── DATA LISTING

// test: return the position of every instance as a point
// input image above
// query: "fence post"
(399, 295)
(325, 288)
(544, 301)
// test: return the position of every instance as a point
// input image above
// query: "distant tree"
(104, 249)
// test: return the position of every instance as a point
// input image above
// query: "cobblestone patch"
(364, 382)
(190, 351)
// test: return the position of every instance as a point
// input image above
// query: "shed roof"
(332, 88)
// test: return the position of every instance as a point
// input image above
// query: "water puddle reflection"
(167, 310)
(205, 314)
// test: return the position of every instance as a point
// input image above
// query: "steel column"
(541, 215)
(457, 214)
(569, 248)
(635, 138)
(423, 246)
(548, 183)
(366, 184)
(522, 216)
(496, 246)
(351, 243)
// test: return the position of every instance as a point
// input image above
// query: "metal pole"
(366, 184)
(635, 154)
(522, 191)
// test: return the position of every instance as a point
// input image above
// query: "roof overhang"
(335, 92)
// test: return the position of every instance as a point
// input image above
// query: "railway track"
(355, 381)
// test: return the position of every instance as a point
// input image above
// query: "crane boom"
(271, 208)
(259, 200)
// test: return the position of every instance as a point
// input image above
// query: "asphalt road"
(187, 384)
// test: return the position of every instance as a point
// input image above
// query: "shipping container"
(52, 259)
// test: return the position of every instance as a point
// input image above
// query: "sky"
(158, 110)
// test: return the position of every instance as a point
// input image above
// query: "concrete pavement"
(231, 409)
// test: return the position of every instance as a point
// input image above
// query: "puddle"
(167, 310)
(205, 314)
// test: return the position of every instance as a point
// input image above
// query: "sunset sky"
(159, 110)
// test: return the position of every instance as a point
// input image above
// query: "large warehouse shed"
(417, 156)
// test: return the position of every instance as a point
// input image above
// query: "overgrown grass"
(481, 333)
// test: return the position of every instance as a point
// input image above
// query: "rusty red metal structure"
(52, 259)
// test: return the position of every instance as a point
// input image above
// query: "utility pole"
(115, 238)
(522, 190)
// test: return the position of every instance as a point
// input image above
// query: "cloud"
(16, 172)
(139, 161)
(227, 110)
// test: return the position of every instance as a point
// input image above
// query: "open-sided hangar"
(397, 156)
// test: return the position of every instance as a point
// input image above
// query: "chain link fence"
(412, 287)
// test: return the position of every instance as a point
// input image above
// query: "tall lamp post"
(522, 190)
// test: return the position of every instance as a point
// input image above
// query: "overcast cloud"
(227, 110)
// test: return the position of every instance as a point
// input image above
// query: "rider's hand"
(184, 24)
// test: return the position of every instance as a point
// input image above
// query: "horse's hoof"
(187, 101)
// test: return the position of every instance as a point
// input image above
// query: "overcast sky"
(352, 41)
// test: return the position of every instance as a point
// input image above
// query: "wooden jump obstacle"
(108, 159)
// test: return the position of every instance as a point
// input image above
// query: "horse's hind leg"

────

TASK INSTRUCTIONS:
Write out every entry word for word.

TASK ANSWER:
// test: return the position of every instance as a point
// input image above
// query: "fence post"
(399, 295)
(325, 288)
(544, 301)
// test: return the position of every instance as a point
// input image above
// query: "distant tree"
(104, 249)
// test: return the position of every instance as a point
// input image above
// query: "cobblestone patch"
(364, 382)
(190, 351)
// test: return the position of every instance as a point
// input image above
// query: "shed roof"
(332, 88)
// test: return the position of every instance as a point
// input image above
// query: "water puddle reflection"
(167, 310)
(205, 314)
// test: return the position of every instance as a point
// input image above
// query: "steel column"
(541, 215)
(457, 214)
(569, 248)
(635, 138)
(423, 246)
(548, 183)
(366, 184)
(522, 216)
(496, 246)
(351, 243)
// test: return the position of every instance as a point
// input image above
// query: "metal pole"
(366, 184)
(635, 154)
(522, 191)
// test: return the position of every instance as a point
// input image above
// query: "roof overhang"
(335, 92)
// test: return the position of every instance as a point
// input image above
// query: "railway track"
(355, 381)
// test: return the position of every instance as a point
// input image above
// query: "crane boom"
(271, 208)
(259, 200)
// test: return the position of every instance as a point
// input image above
// query: "asphalt road"
(187, 384)
// test: return the position of every instance as a point
// input image above
// query: "shipping container"
(52, 259)
// test: return the position of every instance as a point
// input image above
// query: "sky"
(158, 110)
// test: return the position of every instance as a point
// input image above
// query: "concrete pavement"
(231, 409)
// test: return the position of every instance as a point
// input image above
// query: "puddle"
(167, 310)
(205, 314)
// test: return the position of every instance as a point
// input image above
// query: "sunset sky"
(159, 110)
// test: return the position of every instance as a point
// input image above
// query: "large warehouse shed"
(417, 156)
// test: return the position of every instance as a point
// input image above
// query: "overgrown grass"
(481, 333)
// test: return the position of every instance as a point
// input image above
// query: "rusty red metal structure"
(52, 259)
// test: return the position of every instance as a point
// input image above
// query: "utility pole"
(115, 238)
(522, 190)
// test: return the position of every instance as a point
// input image above
// query: "cloud"
(16, 172)
(139, 161)
(227, 110)
// test: return the position of every instance as a point
// input image above
// query: "open-sided hangar"
(397, 156)
// test: return the position of every instance as a point
// input image above
// query: "chain link fence"
(412, 287)
// test: return the position of every instance as a point
// input image above
// query: "tall lamp post"
(522, 190)
// test: return the position of every instance as a point
// input image above
// query: "overcast cloud"
(227, 110)
// test: return the position of every instance as a point
// input image above
// query: "rider's hand"
(184, 24)
// test: return the position of every instance as a point
// input image above
// query: "horse's hoof"
(187, 101)
// test: return the position of every instance as a point
// input image above
// query: "overcast sky"
(352, 41)
// test: return the position of every instance as a point
// input image above
// query: "wooden jump obstacle"
(108, 159)
// test: return the position of every instance as a point
// input image above
// query: "horse's hind leg"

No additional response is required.